### DOCUMENT SOURCE
************
Le décor n’a pas changé. Un an après notre premier passage ici, le site de Bonabome, dans le 4e arrondissement de Douala, garde la même physionomie. Nous retrouvons, en cette matinée pluvieuse du 8 juin 2023, les maisons construites au-dessus des eaux dans cette zone de mangrove non viabilisée accessible via un pont en bois. D’énormes flaques d’eau se sont formées. Des enfants y jouent. Le pont est surplombé par de gros câbles électriques qui pendent, exposant ceux qui passent dessous aux électrocutions. Les bruits des moteurs de motos-taxis qui entrent et sortent brisent le silence, tout comme les occupants du bar situé non loin de la Bonabome Excellent School, la grande école du quartier, qui devisent à haute voix. Ce décor et cette ambiance ne disent rien de l’état d’esprit des habitants du coin, pour la plupart des déplacés ayant fui le conflit armé en cours depuis 2017 dans les régions anglophones du nord-ouest et du sud-ouest du Cameroun, et qui portent le deuil.
************
(Enregistrements d'origine)
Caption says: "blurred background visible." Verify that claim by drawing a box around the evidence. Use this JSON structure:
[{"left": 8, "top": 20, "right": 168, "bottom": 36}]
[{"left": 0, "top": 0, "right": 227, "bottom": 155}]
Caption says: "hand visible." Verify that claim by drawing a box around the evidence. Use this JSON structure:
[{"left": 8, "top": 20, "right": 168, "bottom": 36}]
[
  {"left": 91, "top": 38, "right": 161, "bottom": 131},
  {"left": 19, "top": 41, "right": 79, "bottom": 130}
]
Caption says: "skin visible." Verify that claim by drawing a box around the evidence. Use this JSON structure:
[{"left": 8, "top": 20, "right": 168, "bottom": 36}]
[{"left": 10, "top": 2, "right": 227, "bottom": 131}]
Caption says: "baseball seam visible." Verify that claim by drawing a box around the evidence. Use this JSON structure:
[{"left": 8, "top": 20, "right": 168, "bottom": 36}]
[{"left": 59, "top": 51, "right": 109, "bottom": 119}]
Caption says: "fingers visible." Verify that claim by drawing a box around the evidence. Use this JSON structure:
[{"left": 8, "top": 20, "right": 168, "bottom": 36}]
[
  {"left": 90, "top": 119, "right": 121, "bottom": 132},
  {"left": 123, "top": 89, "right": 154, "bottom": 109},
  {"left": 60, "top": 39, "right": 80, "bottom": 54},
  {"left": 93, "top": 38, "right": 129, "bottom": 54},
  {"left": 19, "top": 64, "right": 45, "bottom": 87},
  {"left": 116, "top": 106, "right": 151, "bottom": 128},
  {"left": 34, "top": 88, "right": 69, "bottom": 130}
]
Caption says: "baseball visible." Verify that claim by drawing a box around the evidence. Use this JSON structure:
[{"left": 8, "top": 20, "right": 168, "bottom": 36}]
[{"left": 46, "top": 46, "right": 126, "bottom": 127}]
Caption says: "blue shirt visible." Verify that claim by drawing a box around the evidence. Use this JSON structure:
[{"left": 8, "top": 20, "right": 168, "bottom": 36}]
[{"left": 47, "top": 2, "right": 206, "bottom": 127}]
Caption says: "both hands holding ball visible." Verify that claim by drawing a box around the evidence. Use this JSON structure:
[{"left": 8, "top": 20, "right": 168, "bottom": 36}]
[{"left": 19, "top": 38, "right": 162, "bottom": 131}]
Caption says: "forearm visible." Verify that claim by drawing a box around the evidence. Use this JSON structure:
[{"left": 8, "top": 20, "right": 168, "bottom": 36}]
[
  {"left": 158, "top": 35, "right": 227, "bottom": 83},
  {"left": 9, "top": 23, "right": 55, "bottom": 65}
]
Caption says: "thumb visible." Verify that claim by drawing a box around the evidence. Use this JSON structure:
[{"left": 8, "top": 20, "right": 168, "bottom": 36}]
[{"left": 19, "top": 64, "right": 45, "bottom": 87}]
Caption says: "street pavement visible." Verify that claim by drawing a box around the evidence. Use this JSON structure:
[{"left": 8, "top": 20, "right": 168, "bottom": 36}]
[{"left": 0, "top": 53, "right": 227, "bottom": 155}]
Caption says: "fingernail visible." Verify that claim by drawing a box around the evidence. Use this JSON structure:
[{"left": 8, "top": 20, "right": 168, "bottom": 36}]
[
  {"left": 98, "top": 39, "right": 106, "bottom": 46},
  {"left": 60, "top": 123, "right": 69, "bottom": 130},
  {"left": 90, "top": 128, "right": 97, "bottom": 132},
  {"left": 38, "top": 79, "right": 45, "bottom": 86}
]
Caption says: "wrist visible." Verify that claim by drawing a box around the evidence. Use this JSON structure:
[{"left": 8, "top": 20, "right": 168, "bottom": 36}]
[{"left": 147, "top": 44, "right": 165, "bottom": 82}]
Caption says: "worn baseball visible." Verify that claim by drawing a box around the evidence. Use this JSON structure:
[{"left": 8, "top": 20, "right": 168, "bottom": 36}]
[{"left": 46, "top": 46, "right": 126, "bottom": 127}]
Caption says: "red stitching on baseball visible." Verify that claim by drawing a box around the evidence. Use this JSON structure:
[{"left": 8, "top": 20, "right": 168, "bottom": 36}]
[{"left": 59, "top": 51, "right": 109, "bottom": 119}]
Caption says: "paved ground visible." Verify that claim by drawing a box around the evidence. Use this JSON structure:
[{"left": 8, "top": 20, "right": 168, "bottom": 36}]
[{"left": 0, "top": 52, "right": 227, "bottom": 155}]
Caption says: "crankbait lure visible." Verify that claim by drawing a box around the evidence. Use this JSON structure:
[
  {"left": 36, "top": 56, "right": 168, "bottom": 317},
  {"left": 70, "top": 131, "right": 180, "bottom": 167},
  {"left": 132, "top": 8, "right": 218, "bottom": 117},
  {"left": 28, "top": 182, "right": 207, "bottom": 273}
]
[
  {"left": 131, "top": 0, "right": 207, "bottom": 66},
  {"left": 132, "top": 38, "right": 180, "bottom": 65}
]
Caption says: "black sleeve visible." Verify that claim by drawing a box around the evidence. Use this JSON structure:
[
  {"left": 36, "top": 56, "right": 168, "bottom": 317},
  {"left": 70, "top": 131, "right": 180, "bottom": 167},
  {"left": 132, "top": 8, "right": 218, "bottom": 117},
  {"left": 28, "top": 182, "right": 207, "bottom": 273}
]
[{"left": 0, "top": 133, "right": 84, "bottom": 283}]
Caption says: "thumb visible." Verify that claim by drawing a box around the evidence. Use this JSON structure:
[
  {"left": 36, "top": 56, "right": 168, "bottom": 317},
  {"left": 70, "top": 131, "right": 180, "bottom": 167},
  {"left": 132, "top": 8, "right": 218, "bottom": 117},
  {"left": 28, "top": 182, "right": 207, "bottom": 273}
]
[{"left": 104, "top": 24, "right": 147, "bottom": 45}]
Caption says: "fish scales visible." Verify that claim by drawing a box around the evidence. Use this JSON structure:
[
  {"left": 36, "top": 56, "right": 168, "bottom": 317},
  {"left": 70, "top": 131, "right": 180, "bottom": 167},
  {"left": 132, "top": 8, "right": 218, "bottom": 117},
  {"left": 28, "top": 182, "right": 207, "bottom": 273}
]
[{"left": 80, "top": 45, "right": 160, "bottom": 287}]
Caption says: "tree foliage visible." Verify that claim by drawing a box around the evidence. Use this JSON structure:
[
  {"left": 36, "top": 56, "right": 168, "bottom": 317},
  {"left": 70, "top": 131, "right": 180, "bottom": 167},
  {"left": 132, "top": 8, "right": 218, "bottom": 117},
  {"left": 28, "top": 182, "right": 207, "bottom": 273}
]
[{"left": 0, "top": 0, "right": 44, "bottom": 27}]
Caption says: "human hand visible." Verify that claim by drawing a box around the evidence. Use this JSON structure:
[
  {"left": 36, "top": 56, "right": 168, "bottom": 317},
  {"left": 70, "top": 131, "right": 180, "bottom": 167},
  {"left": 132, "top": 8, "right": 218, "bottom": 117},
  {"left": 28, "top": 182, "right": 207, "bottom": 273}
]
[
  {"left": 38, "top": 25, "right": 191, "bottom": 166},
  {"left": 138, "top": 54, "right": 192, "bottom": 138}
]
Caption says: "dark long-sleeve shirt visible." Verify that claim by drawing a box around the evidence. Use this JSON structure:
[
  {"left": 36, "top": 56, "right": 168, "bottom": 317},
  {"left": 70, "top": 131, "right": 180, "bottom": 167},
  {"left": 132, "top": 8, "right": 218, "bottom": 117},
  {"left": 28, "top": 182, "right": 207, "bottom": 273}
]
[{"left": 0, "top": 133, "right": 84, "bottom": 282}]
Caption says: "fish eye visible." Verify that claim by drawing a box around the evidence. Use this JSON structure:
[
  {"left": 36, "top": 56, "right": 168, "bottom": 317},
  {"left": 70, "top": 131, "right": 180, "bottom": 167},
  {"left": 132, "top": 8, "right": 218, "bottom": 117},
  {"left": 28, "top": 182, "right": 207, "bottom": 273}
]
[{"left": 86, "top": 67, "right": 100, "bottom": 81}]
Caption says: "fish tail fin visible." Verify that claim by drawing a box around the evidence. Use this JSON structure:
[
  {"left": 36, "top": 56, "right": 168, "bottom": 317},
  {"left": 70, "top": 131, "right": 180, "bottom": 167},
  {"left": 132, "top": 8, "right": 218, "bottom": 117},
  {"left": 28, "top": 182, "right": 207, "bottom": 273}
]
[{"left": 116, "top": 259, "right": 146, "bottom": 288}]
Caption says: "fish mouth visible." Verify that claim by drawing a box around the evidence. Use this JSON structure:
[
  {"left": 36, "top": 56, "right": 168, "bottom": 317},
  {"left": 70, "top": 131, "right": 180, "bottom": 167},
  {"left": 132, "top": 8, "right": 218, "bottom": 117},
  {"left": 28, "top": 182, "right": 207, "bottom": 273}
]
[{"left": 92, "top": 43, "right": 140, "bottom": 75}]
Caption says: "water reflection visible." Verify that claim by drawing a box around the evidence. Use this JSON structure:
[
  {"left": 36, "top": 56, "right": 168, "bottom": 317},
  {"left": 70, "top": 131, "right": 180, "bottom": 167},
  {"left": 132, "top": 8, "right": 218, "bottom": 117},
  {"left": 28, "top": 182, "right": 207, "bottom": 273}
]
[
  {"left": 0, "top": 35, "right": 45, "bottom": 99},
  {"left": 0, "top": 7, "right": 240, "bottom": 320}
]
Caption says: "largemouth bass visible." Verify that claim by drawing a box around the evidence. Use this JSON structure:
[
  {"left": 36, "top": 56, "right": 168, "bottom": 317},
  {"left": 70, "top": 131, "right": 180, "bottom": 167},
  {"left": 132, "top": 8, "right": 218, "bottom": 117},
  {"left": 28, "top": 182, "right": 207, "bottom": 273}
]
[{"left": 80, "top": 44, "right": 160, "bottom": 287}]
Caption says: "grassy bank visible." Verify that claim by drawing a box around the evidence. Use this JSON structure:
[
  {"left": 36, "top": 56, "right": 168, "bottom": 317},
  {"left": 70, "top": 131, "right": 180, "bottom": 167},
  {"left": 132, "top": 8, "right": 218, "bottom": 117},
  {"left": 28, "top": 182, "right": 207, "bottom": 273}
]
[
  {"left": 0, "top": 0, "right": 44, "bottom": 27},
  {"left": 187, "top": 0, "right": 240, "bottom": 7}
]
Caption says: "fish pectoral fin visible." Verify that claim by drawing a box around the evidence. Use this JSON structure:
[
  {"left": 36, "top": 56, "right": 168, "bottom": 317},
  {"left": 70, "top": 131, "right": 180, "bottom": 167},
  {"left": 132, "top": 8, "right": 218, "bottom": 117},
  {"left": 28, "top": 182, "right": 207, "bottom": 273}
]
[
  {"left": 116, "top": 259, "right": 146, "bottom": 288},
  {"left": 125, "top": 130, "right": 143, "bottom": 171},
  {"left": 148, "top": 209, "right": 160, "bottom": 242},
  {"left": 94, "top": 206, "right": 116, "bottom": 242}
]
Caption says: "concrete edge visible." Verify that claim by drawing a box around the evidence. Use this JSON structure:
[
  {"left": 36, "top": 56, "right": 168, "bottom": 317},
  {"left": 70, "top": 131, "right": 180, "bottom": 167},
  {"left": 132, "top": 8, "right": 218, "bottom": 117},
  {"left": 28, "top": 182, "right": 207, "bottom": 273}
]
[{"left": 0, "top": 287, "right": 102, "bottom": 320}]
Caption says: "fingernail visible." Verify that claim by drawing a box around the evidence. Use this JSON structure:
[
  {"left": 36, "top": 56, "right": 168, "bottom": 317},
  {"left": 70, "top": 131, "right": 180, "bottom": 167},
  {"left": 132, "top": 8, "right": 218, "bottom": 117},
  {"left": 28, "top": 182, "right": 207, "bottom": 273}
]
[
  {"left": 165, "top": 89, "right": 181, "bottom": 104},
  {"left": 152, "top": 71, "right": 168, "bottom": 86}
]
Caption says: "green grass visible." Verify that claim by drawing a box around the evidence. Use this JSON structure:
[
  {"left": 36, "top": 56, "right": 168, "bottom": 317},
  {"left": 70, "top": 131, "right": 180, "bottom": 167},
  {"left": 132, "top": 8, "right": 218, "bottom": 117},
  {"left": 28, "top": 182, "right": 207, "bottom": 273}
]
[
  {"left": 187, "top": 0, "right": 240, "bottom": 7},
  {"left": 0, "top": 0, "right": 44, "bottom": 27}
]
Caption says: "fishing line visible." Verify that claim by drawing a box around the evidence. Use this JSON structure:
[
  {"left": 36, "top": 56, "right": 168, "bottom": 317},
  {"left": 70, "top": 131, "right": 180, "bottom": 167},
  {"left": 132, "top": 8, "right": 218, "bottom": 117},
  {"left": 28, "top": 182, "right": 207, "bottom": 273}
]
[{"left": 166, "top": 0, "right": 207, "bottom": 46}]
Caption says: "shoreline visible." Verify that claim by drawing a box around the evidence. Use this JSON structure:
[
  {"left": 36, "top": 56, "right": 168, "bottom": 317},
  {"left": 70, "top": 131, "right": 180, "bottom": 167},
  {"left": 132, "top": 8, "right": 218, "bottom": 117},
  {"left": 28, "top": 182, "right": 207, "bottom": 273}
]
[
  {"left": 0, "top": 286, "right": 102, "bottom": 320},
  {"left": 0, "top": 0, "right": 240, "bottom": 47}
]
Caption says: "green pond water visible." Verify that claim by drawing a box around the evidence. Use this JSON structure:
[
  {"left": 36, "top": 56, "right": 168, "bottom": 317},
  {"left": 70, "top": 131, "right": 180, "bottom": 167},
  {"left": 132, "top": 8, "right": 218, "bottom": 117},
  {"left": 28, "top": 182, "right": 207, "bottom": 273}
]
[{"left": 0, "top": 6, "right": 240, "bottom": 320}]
************
### QUESTIONS À TRAITER
**1.** Pour chacune des affirmations suivantes, indiquez si elle concorde avec le texte sur le site de Bonabome, en répondant par oui ou par non et en citant les mots du texte qui tranchent : (a) la visite décrite a lieu par une matinée ensoleillée ; (b) le site de Bonabome se trouve dans le 4e arrondissement de Douala ; (c) le conflit armé dans les régions anglophones du Cameroun a commencé en 2017.
**2.** Poursuivez le texte sur le site de Bonabome à partir de sa dernière phrase.
Ce matériau est issu d'une source distincte.

### RÉSULTATS PAR TÂCHE
**1.**
(a) Non : « en cette matinée pluvieuse du 8 juin 2023 ».
(b) Oui : « le site de Bonabome, dans le 4e arrondissement de Douala ».
(c) Oui : « le conflit armé en cours depuis 2017 ».

**2.**
Le leader de leur communauté, le nommé Koum, a rendu l’âme dans la nuit, terrassé par une brève maladie. « C’est lui qui nous a installés ici à Bonabome. Nous lui devons beaucoup », nous apprend K., une résidente de ce quartier1. C’est une femme au grand cœur qui se bat pour améliorer le quotidien des femmes vivant dans ce camp situé à la sortie ouest de Douala. Elle n’est pas d’humeur joyeuse. Fatiguée par la nuit blanche qu’elle vient de passer et attristée par la mort de « Chief Koum », elle avale des médicaments avant d’aller se reposer. Sans doute un court répit avant de retrouver la réalité du difficile quotidien des déplacés internes.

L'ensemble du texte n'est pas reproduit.